→ PROBLEM TO SOLVE
The lines to be set down run from the line containing "Draw the outline of every instance of the elk" through the final line of the data below; print them exactly and print nothing else.

→ PROVIDED MATERIAL
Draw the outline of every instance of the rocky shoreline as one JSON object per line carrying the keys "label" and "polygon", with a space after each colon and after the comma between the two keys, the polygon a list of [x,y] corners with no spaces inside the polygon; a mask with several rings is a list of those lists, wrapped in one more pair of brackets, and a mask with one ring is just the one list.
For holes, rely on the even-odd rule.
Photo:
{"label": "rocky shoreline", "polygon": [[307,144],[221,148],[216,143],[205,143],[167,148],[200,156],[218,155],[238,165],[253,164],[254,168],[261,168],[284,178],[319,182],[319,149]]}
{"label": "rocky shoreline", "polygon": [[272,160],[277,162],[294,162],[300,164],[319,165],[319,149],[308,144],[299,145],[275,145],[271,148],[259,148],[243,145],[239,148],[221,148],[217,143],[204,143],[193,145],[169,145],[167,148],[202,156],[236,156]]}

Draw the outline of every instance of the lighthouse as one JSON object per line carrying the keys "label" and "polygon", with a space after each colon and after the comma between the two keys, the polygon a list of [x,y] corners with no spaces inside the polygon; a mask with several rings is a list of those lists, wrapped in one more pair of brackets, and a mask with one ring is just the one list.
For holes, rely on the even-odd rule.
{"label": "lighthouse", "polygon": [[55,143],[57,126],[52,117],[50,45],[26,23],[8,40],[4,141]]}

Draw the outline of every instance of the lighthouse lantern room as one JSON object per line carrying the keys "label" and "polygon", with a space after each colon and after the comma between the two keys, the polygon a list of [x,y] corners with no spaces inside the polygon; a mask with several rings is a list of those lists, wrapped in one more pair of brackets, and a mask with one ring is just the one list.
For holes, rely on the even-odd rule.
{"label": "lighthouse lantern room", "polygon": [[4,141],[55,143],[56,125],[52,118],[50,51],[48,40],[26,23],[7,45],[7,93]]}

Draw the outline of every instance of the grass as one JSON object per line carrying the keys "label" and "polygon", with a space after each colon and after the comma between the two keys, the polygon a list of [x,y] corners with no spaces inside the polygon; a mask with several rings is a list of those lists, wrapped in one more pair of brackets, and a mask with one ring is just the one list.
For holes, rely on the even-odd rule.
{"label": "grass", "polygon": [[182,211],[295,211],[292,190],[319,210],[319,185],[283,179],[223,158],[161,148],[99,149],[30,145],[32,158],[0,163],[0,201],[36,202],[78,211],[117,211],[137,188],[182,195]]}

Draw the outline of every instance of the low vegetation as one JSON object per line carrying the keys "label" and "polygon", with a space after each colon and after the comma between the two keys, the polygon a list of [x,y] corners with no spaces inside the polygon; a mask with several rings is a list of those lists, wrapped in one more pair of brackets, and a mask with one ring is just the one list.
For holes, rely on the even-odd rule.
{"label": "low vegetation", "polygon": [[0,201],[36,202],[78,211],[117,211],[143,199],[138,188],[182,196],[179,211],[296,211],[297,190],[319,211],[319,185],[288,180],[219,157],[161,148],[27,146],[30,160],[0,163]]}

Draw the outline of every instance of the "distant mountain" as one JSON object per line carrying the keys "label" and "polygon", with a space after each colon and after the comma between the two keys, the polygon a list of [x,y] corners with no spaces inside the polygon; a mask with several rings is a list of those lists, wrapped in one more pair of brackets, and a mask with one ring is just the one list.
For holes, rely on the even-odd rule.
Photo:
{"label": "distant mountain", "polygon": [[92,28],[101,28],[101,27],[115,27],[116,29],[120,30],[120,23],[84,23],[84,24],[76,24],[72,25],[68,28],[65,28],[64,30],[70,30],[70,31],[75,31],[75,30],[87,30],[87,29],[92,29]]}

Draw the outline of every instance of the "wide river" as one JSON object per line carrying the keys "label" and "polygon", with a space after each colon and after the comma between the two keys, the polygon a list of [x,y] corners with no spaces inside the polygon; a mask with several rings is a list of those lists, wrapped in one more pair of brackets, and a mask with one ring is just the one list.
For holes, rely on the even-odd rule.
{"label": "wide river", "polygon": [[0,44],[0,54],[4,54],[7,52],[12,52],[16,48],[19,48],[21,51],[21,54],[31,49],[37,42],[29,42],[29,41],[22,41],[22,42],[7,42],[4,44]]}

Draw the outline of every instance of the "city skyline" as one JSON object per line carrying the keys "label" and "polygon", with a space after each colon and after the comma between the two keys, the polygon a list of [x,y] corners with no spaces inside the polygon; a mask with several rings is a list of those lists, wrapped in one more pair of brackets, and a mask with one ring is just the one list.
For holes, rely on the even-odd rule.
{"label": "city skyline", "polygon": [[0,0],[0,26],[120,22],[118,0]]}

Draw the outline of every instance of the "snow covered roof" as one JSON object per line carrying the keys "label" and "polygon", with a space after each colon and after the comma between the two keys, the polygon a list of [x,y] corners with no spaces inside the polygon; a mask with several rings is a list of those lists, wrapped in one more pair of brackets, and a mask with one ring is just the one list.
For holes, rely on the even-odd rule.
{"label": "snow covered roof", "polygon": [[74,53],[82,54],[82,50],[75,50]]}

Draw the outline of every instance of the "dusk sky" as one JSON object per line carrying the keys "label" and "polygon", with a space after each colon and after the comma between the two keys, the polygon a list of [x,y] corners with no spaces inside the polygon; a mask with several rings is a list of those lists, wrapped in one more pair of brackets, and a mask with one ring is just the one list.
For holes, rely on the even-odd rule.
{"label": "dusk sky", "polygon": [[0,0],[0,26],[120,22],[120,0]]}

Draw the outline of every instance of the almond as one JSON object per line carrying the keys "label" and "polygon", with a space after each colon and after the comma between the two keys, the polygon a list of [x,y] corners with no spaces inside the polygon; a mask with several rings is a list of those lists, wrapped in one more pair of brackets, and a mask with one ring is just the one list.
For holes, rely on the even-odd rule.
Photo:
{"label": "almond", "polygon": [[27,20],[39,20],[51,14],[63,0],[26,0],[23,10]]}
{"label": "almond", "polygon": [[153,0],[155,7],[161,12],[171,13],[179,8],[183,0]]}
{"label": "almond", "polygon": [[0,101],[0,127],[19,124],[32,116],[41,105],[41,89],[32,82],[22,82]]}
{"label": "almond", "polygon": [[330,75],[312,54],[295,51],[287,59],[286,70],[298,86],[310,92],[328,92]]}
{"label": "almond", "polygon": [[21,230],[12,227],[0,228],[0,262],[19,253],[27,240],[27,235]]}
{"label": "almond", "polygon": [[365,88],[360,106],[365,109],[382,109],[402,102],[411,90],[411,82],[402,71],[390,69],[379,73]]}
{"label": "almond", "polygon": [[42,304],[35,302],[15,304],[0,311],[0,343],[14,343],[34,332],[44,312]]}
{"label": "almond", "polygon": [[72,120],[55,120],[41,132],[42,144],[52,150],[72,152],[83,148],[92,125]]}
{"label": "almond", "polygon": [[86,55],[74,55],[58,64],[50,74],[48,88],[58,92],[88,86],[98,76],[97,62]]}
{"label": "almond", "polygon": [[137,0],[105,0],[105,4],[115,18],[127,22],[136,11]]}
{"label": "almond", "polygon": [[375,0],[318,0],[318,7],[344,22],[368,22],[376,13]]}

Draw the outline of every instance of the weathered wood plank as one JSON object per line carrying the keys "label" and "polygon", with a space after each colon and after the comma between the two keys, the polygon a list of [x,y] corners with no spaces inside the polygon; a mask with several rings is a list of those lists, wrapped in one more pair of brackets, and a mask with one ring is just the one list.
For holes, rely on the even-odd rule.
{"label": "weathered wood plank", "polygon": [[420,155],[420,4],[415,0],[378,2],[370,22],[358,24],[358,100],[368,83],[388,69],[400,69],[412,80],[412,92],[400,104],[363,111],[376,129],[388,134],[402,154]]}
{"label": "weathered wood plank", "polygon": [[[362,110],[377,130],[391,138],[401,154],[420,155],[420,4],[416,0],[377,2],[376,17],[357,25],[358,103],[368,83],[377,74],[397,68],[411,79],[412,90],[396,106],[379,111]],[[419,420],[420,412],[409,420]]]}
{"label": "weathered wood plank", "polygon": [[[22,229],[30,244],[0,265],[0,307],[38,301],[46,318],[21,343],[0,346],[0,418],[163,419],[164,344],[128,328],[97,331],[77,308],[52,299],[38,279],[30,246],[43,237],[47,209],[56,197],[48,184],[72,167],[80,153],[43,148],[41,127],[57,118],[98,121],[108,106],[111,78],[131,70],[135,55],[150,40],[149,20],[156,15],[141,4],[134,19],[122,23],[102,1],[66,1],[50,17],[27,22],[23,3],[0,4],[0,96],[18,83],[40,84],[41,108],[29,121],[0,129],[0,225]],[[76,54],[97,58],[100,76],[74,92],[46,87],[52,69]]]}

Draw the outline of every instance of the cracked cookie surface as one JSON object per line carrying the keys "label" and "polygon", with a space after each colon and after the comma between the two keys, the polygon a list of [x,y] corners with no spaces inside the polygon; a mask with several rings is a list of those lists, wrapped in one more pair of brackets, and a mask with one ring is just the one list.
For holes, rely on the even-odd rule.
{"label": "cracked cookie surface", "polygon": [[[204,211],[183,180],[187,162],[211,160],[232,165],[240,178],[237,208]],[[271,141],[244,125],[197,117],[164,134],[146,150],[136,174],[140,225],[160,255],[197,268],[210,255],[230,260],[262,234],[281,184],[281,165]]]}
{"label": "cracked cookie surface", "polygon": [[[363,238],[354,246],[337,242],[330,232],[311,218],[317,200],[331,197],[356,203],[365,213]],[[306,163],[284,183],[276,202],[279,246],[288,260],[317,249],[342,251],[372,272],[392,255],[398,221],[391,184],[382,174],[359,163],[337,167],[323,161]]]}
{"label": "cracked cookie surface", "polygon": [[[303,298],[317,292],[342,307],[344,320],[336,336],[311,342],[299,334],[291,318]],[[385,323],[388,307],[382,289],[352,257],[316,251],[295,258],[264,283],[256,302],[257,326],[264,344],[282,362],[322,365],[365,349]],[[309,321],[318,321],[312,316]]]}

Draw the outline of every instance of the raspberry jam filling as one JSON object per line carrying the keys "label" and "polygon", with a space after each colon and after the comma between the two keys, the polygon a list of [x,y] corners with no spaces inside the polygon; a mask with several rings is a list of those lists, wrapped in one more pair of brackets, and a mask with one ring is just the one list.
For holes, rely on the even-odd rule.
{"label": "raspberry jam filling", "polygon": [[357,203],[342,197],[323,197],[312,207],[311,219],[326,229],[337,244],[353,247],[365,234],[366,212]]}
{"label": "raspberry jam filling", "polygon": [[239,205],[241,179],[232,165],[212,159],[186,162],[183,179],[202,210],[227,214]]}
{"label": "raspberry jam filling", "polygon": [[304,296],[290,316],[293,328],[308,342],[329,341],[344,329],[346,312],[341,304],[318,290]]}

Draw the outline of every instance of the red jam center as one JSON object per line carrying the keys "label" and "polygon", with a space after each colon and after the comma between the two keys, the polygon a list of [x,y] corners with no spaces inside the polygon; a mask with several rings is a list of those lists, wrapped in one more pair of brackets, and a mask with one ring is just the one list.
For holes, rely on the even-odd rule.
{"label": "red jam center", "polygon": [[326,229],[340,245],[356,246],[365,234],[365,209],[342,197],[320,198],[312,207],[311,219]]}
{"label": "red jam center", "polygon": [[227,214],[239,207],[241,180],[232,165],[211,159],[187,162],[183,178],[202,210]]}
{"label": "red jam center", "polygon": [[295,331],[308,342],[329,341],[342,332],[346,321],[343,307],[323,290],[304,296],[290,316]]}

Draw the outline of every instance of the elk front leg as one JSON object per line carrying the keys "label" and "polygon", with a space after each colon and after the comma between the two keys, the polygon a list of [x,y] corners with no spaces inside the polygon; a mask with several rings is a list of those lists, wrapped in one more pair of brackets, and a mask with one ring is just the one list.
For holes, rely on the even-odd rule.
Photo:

→ REPLY
Draw the outline of every instance of the elk front leg as one JSON object per line carrying the keys "label" and "polygon", with a space after each colon and after the comma between the two keys, the polygon a list of [x,y] corners with no spaces inside the polygon; a mask with several rings is a list of those lists, wrapped in one more pair of brackets, and a mask with one ring is just the one list.
For holes, rely on the even-odd rule.
Photo:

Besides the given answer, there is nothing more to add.